START Available data

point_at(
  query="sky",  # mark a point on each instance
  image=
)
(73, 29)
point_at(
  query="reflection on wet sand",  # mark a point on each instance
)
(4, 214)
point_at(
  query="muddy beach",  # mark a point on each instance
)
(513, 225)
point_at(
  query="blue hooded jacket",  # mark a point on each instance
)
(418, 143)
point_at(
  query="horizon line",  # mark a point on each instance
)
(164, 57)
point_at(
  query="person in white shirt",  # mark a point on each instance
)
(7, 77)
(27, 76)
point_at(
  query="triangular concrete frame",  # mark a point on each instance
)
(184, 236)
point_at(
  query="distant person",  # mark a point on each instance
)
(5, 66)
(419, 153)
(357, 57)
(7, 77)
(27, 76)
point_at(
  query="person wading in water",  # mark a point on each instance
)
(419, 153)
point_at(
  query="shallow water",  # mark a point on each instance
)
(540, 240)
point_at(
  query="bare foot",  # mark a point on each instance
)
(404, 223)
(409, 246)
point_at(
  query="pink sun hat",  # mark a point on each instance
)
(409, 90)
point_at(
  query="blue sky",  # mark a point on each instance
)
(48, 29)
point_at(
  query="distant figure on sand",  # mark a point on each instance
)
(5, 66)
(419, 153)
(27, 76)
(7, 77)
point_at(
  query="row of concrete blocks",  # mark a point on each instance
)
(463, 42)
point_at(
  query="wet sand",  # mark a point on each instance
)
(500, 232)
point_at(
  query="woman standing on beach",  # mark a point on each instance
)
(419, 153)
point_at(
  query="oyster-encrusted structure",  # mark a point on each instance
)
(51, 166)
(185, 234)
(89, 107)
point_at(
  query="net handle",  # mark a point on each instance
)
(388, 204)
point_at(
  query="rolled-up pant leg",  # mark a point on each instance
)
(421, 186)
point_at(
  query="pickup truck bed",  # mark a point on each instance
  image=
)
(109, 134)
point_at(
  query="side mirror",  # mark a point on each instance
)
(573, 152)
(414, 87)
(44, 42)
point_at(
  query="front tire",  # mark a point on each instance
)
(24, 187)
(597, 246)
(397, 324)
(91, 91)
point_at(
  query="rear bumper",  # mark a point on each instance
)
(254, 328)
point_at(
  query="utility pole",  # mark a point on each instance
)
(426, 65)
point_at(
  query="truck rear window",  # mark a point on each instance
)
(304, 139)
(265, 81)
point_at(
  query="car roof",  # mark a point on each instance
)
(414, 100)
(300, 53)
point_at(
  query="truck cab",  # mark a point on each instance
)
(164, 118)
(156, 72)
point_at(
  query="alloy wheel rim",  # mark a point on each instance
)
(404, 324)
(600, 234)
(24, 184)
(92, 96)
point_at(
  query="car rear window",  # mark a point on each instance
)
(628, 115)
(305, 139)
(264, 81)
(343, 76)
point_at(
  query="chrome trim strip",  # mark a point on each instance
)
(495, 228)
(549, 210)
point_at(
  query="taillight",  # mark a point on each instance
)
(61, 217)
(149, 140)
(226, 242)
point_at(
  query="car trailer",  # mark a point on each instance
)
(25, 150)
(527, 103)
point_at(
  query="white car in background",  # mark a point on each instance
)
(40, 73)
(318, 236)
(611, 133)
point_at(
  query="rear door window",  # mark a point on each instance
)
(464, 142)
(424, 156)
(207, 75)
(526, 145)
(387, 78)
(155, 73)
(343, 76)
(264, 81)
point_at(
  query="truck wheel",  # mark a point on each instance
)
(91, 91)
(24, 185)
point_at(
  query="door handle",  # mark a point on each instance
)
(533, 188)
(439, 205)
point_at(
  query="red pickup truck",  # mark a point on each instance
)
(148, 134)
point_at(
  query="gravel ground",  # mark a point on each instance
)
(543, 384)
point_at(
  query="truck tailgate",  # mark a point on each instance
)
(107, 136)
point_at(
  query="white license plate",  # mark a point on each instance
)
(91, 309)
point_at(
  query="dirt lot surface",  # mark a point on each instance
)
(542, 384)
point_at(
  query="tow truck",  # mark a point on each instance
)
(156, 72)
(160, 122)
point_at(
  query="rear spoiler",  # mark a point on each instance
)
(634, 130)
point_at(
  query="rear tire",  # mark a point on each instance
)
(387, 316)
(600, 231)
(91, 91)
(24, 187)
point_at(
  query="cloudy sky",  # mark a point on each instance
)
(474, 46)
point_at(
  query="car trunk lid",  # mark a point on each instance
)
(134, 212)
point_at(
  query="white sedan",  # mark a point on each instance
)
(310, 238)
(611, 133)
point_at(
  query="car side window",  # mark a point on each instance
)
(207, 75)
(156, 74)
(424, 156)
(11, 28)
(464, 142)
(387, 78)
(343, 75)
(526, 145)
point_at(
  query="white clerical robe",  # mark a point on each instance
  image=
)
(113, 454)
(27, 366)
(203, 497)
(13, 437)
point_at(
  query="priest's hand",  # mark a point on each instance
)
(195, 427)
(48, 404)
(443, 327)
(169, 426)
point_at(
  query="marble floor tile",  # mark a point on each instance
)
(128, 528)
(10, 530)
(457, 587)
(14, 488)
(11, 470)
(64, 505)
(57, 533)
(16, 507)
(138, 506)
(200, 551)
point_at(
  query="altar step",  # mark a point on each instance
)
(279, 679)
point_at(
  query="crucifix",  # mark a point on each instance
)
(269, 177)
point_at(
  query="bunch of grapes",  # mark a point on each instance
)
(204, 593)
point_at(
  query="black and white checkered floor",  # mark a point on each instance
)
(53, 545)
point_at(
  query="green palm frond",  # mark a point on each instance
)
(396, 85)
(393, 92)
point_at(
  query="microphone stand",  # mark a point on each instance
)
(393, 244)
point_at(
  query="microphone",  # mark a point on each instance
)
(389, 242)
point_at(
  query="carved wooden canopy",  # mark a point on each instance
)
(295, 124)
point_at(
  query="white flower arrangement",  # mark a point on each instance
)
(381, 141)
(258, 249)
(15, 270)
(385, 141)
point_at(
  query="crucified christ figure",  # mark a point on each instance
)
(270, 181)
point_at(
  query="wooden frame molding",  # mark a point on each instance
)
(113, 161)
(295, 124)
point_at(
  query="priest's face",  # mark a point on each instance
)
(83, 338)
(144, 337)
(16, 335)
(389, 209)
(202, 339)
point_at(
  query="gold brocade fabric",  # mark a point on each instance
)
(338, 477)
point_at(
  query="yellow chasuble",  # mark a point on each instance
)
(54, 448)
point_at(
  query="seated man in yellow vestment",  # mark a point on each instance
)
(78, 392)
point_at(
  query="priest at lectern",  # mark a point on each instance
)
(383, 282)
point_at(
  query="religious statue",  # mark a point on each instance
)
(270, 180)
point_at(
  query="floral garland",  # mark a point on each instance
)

END Available data

Go through the listing above and return each line that includes the word "side".

  query="side mirror",  # mark a point on each instance
  query="car side window",  # mark a point on each instance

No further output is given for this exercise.